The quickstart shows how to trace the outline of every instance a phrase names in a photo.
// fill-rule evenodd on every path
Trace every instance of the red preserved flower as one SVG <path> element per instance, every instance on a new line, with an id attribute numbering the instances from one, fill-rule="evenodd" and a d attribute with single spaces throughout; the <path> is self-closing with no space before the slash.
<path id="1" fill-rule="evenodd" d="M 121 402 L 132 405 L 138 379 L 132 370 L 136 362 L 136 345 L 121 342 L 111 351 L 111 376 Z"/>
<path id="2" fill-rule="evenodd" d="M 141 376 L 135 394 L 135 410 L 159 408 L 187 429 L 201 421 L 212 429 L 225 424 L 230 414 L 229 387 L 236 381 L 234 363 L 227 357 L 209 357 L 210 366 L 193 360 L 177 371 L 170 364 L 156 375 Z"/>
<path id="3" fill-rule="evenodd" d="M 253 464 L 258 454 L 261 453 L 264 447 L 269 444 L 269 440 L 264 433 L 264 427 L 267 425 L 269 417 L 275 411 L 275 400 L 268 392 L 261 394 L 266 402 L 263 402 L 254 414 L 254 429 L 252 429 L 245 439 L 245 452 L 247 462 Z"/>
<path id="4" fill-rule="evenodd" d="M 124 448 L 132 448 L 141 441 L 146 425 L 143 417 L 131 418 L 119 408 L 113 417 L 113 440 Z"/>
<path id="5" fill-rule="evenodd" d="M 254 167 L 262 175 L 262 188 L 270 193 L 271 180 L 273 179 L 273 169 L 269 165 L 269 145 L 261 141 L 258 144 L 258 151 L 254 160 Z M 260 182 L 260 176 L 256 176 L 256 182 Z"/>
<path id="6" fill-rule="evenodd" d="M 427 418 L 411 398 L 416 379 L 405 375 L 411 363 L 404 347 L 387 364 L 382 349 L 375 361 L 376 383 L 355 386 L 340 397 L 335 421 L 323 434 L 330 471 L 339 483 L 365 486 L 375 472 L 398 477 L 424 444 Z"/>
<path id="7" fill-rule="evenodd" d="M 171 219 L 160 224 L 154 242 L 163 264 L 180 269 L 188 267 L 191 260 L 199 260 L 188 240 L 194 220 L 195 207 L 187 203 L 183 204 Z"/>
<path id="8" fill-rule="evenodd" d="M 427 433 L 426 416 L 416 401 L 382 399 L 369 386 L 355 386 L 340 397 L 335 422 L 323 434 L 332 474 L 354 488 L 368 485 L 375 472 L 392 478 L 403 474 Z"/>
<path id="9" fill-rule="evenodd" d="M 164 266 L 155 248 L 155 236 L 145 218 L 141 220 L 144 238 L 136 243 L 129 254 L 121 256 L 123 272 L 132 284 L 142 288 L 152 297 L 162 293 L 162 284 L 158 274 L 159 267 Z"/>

----

§ The problem: Extract the lines of the material starting at its first line and ending at the line that contains "on every path", and repeat them character for character.

§ Result:
The quickstart shows how to trace the outline of every instance a phrase names in a photo.
// fill-rule evenodd on every path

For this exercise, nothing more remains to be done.